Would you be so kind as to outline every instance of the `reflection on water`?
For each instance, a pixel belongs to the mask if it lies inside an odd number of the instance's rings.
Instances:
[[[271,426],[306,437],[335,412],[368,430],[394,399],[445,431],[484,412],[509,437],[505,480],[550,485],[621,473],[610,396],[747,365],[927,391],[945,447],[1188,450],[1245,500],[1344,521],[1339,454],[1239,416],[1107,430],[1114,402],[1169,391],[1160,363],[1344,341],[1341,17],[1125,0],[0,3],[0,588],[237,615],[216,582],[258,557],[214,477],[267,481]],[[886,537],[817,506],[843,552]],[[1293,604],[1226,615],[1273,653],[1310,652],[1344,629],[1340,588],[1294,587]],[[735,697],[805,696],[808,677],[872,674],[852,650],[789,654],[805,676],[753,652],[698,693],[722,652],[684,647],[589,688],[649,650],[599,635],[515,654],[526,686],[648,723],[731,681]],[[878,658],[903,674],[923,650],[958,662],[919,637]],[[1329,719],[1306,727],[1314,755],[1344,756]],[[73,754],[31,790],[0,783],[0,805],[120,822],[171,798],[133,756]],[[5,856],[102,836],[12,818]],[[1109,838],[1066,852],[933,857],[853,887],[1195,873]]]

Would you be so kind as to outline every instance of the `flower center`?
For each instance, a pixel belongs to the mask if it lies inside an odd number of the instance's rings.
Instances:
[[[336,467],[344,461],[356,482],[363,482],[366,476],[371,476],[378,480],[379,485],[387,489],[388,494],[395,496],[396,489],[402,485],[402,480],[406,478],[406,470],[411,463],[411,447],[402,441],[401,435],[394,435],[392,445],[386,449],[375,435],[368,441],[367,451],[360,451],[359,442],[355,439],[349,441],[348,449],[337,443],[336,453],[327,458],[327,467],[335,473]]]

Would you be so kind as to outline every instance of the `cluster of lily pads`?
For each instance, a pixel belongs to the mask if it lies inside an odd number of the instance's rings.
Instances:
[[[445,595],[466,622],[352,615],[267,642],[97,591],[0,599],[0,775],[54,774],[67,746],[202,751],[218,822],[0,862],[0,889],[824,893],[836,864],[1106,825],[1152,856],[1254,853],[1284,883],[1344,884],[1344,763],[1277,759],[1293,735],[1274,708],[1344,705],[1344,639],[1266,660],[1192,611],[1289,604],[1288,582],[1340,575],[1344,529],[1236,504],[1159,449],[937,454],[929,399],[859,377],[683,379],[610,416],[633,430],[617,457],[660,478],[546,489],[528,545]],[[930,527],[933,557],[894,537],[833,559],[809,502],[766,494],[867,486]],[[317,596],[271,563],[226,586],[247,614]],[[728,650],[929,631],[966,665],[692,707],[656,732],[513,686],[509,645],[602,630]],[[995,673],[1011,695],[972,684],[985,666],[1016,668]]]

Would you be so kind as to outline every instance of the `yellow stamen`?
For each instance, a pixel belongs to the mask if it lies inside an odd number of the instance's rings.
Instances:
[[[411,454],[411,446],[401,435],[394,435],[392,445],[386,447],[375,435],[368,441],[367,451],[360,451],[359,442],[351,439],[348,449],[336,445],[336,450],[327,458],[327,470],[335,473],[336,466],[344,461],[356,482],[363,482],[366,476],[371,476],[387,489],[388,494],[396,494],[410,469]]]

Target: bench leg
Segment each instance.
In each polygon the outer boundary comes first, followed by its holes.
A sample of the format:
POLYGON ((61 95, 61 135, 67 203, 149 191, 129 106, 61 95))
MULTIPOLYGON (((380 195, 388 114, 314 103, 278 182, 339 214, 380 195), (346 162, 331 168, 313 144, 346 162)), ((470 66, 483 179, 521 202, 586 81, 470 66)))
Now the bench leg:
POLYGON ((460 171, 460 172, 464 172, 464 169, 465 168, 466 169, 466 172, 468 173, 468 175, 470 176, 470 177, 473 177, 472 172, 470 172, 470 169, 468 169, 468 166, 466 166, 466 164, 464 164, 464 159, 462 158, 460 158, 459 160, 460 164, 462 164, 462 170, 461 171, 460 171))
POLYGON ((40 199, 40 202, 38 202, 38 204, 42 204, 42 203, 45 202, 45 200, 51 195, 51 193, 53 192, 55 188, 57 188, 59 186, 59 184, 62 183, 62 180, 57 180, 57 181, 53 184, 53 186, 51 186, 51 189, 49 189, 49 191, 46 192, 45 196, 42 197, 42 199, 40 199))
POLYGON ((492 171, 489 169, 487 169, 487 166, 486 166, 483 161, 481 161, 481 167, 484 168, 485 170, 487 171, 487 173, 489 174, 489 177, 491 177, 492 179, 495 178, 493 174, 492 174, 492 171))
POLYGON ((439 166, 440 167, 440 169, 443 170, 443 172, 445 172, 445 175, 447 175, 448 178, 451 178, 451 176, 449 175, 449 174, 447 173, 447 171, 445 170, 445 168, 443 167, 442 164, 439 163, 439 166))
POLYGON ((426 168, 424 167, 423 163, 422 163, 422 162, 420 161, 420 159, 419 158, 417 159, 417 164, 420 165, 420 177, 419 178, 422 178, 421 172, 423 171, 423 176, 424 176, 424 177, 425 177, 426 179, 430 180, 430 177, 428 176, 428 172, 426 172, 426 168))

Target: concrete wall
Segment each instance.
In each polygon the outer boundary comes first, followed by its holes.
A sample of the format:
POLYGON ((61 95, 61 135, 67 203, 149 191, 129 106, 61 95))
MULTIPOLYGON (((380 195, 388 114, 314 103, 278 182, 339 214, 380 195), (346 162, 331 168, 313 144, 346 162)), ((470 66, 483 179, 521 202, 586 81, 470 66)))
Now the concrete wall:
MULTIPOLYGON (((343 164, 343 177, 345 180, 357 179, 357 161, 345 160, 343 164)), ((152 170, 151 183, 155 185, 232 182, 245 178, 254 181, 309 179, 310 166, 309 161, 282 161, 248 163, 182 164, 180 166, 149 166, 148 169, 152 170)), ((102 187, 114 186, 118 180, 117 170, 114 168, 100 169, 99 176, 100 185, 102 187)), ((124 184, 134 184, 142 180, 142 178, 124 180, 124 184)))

----------

» Problem to work on
Extract every entry in the listing word for word.

» Answer to this task
Would you be so kind as to outline every instance of the `reflection on water`?
For each instance, a pixel belongs to the mask if it lies inside an odd number of the instance's rings.
Instances:
[[[271,426],[306,437],[335,412],[368,430],[394,399],[445,431],[484,412],[509,437],[505,480],[550,485],[621,473],[610,396],[747,365],[927,391],[945,447],[1188,450],[1245,500],[1344,521],[1339,454],[1239,416],[1107,430],[1114,402],[1169,391],[1160,363],[1344,341],[1341,17],[1125,0],[0,3],[0,588],[237,615],[216,582],[258,557],[214,477],[267,481]],[[886,537],[817,506],[843,552]],[[1293,604],[1226,615],[1273,653],[1310,652],[1344,629],[1340,588],[1294,587]],[[735,697],[805,696],[808,677],[872,674],[852,650],[789,654],[805,676],[753,652],[698,693],[722,652],[684,647],[589,688],[649,650],[599,635],[515,654],[526,686],[648,723],[731,681]],[[878,658],[903,674],[923,650],[958,662],[919,637]],[[1329,719],[1306,727],[1314,755],[1344,756]],[[73,754],[31,790],[0,783],[0,805],[120,822],[171,798],[133,756]],[[5,856],[102,836],[12,818]],[[1109,838],[1066,852],[933,857],[853,887],[1195,873]]]

Would you be so kind as to outline every instance of the `flower center`?
For each instance, a pixel belongs to the mask if it lies inside an odd number of the instance's rings.
Instances:
[[[336,467],[344,461],[356,482],[363,482],[366,476],[371,476],[378,480],[379,485],[387,489],[388,494],[395,496],[396,489],[402,485],[402,480],[406,478],[406,470],[411,463],[411,447],[402,441],[401,435],[394,435],[392,445],[386,449],[375,435],[368,441],[367,451],[360,451],[359,442],[355,439],[349,441],[348,449],[337,443],[336,453],[327,458],[327,467],[335,473]]]

Would you be so kind as to outline every instance of the `cluster of lily pads`?
For each instance, a pixel belongs to the mask if it lies inside an odd number of the instance's rings.
Instances:
[[[445,595],[466,622],[352,615],[267,642],[97,591],[0,599],[0,775],[54,774],[67,746],[202,751],[218,822],[0,862],[0,889],[824,893],[836,864],[1106,825],[1152,856],[1254,853],[1284,883],[1344,884],[1344,763],[1277,759],[1293,735],[1274,708],[1344,705],[1344,639],[1266,660],[1192,611],[1289,604],[1288,582],[1340,575],[1344,529],[1236,504],[1159,449],[937,454],[929,399],[859,377],[683,379],[610,416],[633,430],[617,457],[660,478],[546,489],[528,545]],[[930,527],[933,557],[894,537],[833,559],[809,502],[766,494],[867,486]],[[317,596],[271,563],[226,586],[247,614]],[[728,650],[929,631],[966,665],[692,707],[656,732],[513,686],[509,645],[602,630]],[[995,673],[1011,695],[972,684],[985,666],[1016,668]]]

Would you be so kind as to outline every instance of the `yellow stamen`?
For each instance, a pixel belongs to the mask if it lies inside an odd number of the instance's rings.
Instances:
[[[411,454],[411,446],[401,435],[394,435],[392,445],[386,447],[375,435],[368,441],[367,451],[360,451],[359,442],[351,439],[348,449],[336,445],[336,450],[327,458],[327,470],[335,473],[336,466],[344,461],[356,482],[363,482],[366,476],[371,476],[387,489],[388,494],[396,494],[410,469]]]

Target: bench leg
Segment each instance.
In each polygon the outer boundary comes first, followed by its holes.
A sample of the format:
POLYGON ((61 95, 61 135, 67 203, 149 191, 129 106, 61 95))
MULTIPOLYGON (((380 195, 388 114, 314 103, 278 182, 339 214, 380 195), (346 162, 331 168, 313 144, 346 162)), ((470 66, 483 179, 521 202, 586 81, 470 66)))
Now the bench leg:
POLYGON ((460 171, 460 172, 464 172, 464 169, 465 168, 466 169, 466 172, 468 173, 468 175, 470 176, 470 177, 473 177, 472 172, 470 172, 470 169, 468 169, 468 166, 466 166, 466 164, 464 164, 464 159, 462 158, 460 158, 459 160, 460 164, 462 164, 462 170, 461 171, 460 171))
POLYGON ((40 199, 40 202, 38 202, 38 204, 42 204, 42 203, 45 202, 45 200, 51 195, 51 193, 53 192, 55 188, 57 188, 59 186, 59 184, 62 183, 62 180, 57 180, 57 181, 53 184, 53 186, 51 186, 51 189, 49 189, 49 191, 46 192, 45 196, 42 197, 42 199, 40 199))
POLYGON ((492 171, 489 169, 487 169, 487 166, 486 166, 483 161, 481 161, 481 167, 484 168, 485 170, 487 171, 487 173, 489 174, 489 177, 491 177, 492 179, 495 178, 493 174, 492 174, 492 171))
POLYGON ((439 166, 440 167, 440 169, 443 170, 443 172, 445 172, 445 175, 447 175, 448 178, 451 178, 451 176, 449 175, 449 174, 447 173, 447 171, 445 170, 445 168, 443 167, 442 164, 439 163, 439 166))
POLYGON ((426 168, 424 167, 423 163, 422 163, 422 162, 420 161, 420 159, 419 158, 417 159, 417 164, 420 165, 420 177, 419 178, 422 178, 421 172, 423 171, 423 176, 424 176, 424 177, 425 177, 426 179, 430 180, 430 177, 428 176, 428 172, 426 172, 426 168))

Target: concrete wall
Segment each instance.
In each polygon the outer boundary comes first, followed by its holes.
A sample of the format:
POLYGON ((61 95, 61 135, 67 203, 149 191, 129 106, 61 95))
MULTIPOLYGON (((380 195, 388 114, 314 103, 278 182, 339 214, 380 195), (346 162, 331 168, 313 144, 346 162)), ((470 66, 483 179, 521 202, 586 81, 470 66)))
Now the concrete wall:
MULTIPOLYGON (((343 164, 343 177, 345 180, 357 179, 357 161, 345 160, 343 164)), ((152 170, 151 183, 155 185, 232 182, 245 178, 254 181, 309 179, 310 166, 309 161, 282 161, 248 163, 182 164, 180 166, 149 166, 148 169, 152 170)), ((102 187, 114 186, 118 180, 117 170, 114 168, 100 169, 99 176, 100 185, 102 187)), ((124 184, 134 184, 142 180, 142 178, 124 180, 124 184)))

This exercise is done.